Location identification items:
'''
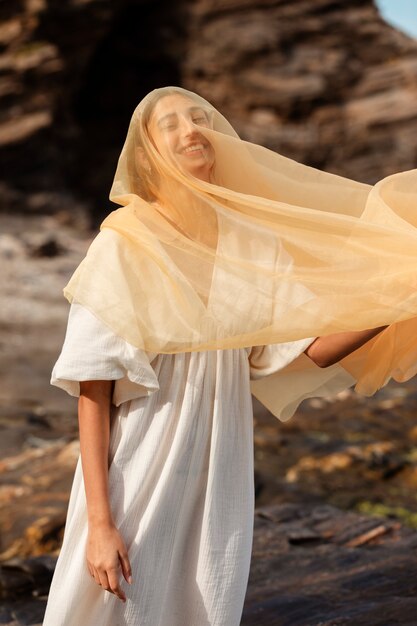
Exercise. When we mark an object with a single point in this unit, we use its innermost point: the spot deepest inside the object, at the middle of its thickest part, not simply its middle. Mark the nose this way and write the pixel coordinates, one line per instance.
(188, 128)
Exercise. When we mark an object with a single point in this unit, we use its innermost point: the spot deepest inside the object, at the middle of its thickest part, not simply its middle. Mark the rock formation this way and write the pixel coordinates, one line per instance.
(325, 82)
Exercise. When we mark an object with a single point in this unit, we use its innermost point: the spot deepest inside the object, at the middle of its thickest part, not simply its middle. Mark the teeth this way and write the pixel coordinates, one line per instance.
(195, 146)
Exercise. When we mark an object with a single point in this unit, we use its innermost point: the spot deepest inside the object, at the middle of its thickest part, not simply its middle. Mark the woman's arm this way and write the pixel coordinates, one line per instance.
(326, 351)
(106, 551)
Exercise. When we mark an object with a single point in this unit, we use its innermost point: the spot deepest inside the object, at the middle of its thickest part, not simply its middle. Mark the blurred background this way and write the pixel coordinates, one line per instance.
(330, 83)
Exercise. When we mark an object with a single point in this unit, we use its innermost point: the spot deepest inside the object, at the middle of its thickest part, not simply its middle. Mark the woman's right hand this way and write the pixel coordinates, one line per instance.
(106, 556)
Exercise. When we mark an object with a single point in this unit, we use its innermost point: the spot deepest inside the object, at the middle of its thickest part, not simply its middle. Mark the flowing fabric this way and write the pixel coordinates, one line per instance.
(266, 251)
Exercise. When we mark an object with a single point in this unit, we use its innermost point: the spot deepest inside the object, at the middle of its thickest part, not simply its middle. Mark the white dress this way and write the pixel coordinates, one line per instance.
(180, 479)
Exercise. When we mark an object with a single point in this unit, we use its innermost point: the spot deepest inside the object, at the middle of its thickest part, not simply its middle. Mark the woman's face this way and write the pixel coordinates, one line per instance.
(173, 128)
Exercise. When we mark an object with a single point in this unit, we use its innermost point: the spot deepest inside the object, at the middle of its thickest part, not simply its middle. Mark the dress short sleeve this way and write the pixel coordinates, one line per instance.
(91, 351)
(282, 377)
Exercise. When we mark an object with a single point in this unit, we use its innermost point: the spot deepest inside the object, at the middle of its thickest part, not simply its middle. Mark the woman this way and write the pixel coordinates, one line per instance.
(224, 264)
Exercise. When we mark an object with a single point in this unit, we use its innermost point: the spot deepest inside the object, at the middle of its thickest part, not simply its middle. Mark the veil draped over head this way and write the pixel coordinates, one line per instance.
(258, 250)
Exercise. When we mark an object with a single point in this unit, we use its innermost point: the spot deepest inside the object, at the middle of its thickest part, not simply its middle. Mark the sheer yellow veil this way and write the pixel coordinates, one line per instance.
(266, 250)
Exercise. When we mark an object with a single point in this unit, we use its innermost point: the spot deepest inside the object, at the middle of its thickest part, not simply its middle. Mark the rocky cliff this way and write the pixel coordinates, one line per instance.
(326, 82)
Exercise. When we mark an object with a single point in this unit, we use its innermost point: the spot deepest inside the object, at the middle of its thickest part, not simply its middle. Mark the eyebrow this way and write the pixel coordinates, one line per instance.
(190, 110)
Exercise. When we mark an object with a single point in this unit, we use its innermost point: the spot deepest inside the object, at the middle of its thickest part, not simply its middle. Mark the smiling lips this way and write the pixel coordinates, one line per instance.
(194, 147)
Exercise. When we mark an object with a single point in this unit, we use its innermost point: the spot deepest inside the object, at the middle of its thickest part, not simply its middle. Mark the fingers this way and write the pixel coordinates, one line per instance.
(108, 580)
(125, 565)
(114, 585)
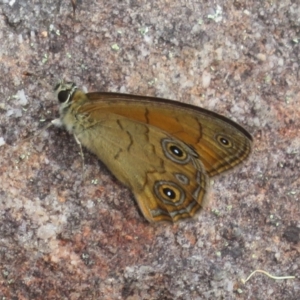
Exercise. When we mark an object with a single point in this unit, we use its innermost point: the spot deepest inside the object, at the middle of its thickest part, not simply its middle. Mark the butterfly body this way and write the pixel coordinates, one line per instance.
(163, 150)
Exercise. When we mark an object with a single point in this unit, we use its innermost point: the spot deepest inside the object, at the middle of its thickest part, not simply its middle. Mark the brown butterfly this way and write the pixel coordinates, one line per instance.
(164, 151)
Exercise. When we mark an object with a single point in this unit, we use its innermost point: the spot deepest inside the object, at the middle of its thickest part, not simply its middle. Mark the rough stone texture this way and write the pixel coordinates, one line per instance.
(63, 237)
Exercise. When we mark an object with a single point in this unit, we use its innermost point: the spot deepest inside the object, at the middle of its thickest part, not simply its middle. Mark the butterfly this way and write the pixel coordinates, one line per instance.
(164, 151)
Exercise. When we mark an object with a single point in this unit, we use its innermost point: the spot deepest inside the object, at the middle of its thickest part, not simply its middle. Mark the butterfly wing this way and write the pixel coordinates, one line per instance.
(164, 174)
(220, 143)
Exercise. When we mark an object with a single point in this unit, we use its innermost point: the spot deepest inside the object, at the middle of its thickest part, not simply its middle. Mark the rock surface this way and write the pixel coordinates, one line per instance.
(69, 234)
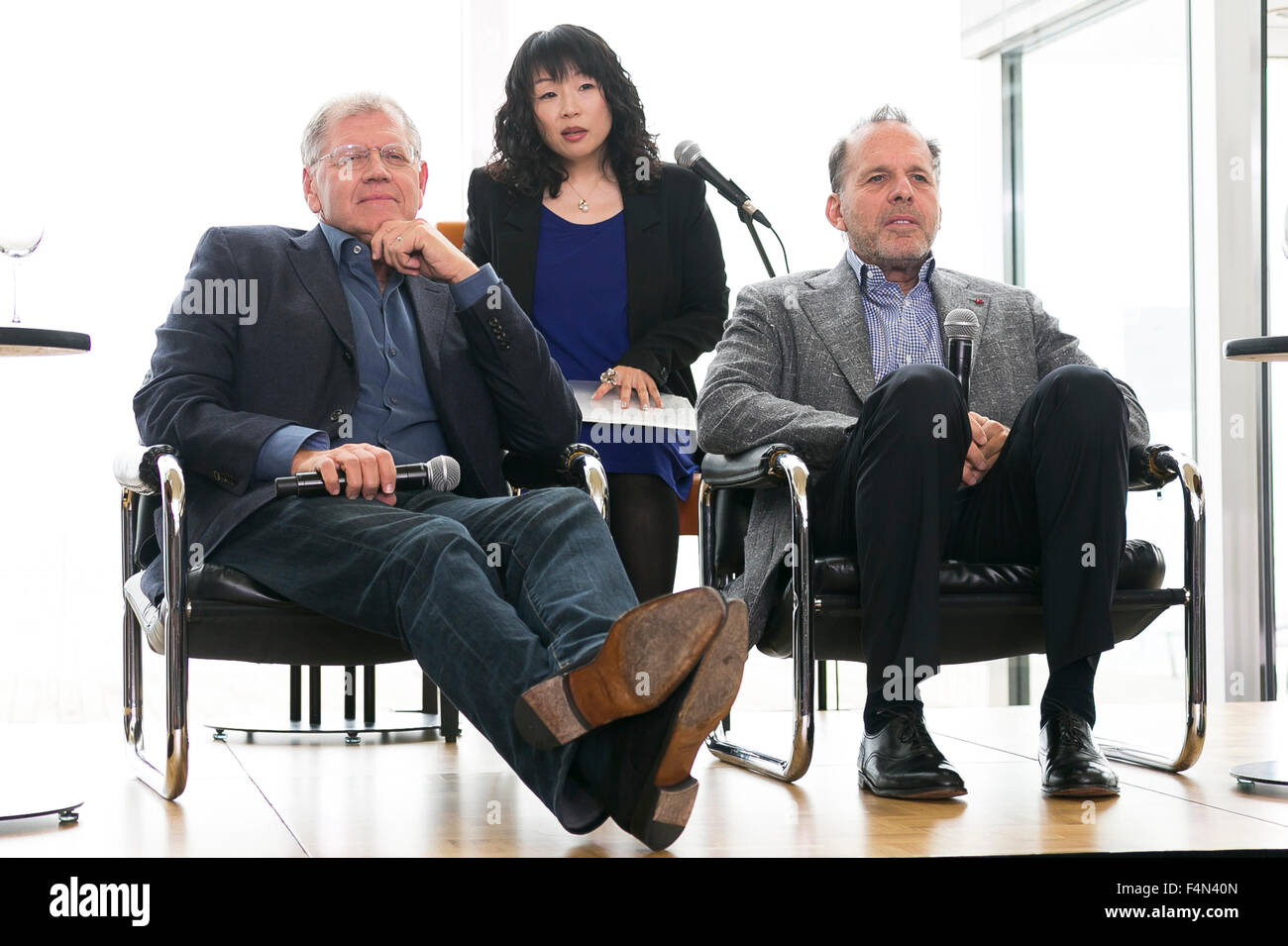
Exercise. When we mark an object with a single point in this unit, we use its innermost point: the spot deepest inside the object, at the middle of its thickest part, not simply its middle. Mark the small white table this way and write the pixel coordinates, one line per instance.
(21, 340)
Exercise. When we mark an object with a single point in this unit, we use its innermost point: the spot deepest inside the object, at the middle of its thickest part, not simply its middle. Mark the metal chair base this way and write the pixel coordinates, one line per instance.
(353, 730)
'''
WHAT THE EXERCISE ASKS: Locate "the rock surface" in the listing above, then print exactly the lines from that line through the final one, omitting all pictures.

OUTPUT FOR THIS TASK:
Exercise. When we mark an object with a single point in this unit, we use its innermost point: the spot deepest inside the object, at the middle of its thickest part, not simply its middle. Mark the rock surface this way and write the pixel coordinates, one line per instance.
(69, 234)
Exercise. When we mark an object with a single point in this unit, we use its innermost point: the spot deepest inside the object, at the middle of its thickest part, not simply its middle. Mark the small white table this way and write the pixel coordinates, one line per instance.
(21, 340)
Exercise. When we mark an object with a single point in this unit, we use its innermost point: the spot deepest inside the object, at the middle of its thickest part, not simply its middle. Mark the metal chair base this way and write the pixel coordinates, one line per instance.
(353, 730)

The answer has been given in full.